**Task description:** In the listing below, a line holding "locate: pink rose" and a line holding "locate: cream rose" mark the range. Retype both exactly, with all lines between them.

**Data to process:**
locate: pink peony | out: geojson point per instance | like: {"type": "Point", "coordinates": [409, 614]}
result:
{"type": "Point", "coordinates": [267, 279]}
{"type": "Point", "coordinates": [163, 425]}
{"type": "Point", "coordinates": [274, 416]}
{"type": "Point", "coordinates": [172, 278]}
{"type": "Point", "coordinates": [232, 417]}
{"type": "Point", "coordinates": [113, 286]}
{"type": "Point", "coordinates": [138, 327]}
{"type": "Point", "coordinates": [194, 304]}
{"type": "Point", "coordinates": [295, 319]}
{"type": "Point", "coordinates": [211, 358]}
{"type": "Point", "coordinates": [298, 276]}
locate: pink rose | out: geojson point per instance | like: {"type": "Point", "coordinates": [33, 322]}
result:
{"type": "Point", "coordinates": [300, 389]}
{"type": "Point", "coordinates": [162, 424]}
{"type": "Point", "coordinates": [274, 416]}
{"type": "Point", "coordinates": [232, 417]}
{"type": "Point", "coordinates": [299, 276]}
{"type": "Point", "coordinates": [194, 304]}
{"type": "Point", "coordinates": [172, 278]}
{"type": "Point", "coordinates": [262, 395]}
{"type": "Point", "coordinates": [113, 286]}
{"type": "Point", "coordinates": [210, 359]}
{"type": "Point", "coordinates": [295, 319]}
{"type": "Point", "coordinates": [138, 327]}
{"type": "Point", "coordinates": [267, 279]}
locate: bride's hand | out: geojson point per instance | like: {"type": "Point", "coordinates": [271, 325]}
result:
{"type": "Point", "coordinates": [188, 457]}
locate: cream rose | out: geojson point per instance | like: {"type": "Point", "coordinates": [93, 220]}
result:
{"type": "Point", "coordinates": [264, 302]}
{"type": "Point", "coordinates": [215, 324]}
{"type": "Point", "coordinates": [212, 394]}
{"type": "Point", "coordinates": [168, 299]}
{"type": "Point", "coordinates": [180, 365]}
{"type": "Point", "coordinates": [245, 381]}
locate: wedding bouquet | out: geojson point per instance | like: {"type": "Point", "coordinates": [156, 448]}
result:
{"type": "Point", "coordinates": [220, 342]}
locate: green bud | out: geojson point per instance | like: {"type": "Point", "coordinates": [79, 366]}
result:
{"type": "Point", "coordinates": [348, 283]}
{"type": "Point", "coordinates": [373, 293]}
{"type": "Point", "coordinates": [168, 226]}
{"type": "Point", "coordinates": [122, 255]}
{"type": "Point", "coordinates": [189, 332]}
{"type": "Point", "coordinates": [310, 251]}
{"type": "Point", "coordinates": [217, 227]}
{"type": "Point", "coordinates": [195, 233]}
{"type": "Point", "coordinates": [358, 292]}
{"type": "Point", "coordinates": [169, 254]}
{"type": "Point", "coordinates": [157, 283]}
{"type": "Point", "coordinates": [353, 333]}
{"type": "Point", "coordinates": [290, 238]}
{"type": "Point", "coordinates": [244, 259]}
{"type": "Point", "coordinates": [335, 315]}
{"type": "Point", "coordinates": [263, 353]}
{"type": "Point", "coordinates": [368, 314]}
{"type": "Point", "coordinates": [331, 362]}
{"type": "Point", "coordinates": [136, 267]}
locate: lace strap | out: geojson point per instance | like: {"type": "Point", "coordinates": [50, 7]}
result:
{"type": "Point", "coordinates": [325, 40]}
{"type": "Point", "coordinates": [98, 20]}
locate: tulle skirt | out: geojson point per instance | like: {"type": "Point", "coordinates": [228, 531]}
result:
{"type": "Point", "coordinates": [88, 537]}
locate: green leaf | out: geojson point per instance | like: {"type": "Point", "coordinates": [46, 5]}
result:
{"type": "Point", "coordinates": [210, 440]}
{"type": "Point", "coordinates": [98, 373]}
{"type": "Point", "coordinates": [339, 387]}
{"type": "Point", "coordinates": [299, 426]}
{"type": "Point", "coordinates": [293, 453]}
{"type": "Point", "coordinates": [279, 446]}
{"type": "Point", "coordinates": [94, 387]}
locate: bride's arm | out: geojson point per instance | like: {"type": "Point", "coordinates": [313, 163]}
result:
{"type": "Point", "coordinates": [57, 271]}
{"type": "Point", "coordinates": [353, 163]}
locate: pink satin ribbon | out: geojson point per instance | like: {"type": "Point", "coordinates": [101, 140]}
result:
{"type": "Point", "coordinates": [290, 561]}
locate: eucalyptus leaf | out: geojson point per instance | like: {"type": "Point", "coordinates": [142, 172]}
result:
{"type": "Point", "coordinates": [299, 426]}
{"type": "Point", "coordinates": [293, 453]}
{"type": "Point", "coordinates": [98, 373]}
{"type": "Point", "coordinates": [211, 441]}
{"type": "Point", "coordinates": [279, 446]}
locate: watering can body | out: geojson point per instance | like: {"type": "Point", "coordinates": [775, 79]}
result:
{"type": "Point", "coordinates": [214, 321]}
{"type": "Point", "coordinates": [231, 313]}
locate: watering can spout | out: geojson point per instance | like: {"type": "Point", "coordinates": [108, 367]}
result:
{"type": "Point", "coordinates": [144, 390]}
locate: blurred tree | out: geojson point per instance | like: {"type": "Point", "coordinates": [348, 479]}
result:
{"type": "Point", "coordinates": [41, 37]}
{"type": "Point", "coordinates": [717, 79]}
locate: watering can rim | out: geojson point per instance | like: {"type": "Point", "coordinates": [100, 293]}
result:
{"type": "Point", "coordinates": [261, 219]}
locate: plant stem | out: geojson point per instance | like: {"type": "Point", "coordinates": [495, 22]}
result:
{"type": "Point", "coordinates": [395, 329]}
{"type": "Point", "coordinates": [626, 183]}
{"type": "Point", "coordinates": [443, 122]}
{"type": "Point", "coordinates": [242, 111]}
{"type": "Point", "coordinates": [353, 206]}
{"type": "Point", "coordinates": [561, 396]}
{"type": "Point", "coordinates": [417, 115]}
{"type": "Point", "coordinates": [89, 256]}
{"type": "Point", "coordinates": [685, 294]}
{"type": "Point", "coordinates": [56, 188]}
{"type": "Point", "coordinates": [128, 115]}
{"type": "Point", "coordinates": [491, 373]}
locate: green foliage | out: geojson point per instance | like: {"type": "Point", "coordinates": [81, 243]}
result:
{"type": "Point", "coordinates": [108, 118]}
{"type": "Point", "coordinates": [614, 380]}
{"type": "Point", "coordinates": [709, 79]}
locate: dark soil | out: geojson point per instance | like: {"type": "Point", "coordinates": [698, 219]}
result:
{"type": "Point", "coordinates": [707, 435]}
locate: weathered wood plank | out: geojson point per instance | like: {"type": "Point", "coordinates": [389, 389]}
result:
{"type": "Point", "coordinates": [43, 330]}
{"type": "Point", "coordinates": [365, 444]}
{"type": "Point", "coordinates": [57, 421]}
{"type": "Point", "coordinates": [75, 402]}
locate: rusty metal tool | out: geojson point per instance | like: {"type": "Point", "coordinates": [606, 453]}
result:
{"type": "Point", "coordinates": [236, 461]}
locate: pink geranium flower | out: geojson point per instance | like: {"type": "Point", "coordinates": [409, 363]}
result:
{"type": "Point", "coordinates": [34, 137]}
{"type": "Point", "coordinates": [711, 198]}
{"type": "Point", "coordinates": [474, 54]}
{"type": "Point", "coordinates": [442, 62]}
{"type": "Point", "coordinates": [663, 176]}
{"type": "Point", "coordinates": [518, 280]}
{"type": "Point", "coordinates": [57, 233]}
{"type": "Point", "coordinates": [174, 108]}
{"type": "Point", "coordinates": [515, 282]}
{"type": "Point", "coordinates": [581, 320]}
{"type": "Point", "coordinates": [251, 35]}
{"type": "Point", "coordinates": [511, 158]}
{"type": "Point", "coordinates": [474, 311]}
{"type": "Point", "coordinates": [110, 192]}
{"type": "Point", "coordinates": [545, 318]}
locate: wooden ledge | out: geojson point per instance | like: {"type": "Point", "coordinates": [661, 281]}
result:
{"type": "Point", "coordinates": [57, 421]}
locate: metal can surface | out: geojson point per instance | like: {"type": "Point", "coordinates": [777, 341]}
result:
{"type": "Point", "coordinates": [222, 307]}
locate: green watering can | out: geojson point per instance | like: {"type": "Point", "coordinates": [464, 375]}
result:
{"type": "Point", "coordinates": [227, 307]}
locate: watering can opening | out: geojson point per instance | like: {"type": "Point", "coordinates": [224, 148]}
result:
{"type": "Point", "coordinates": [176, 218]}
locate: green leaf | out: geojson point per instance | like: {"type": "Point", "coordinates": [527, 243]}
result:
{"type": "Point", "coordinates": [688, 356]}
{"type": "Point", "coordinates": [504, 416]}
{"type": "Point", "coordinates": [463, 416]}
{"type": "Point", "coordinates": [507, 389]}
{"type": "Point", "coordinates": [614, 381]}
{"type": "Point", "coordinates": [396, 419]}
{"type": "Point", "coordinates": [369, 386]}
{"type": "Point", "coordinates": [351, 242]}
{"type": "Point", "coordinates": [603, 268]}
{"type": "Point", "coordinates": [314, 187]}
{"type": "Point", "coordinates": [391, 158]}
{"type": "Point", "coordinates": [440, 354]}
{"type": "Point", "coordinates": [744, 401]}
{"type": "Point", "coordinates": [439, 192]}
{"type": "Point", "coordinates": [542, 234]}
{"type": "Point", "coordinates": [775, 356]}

**Reply:**
locate: pink rose | out: geojson point per instance | like: {"type": "Point", "coordinates": [33, 322]}
result:
{"type": "Point", "coordinates": [300, 389]}
{"type": "Point", "coordinates": [162, 424]}
{"type": "Point", "coordinates": [274, 416]}
{"type": "Point", "coordinates": [232, 417]}
{"type": "Point", "coordinates": [299, 276]}
{"type": "Point", "coordinates": [194, 304]}
{"type": "Point", "coordinates": [172, 278]}
{"type": "Point", "coordinates": [262, 395]}
{"type": "Point", "coordinates": [113, 286]}
{"type": "Point", "coordinates": [210, 359]}
{"type": "Point", "coordinates": [295, 319]}
{"type": "Point", "coordinates": [138, 327]}
{"type": "Point", "coordinates": [267, 279]}
locate: bride's hand | out: geojson point per instance | like: {"type": "Point", "coordinates": [271, 325]}
result:
{"type": "Point", "coordinates": [188, 457]}
locate: cream rose | out: geojson point per instance | like: {"type": "Point", "coordinates": [93, 220]}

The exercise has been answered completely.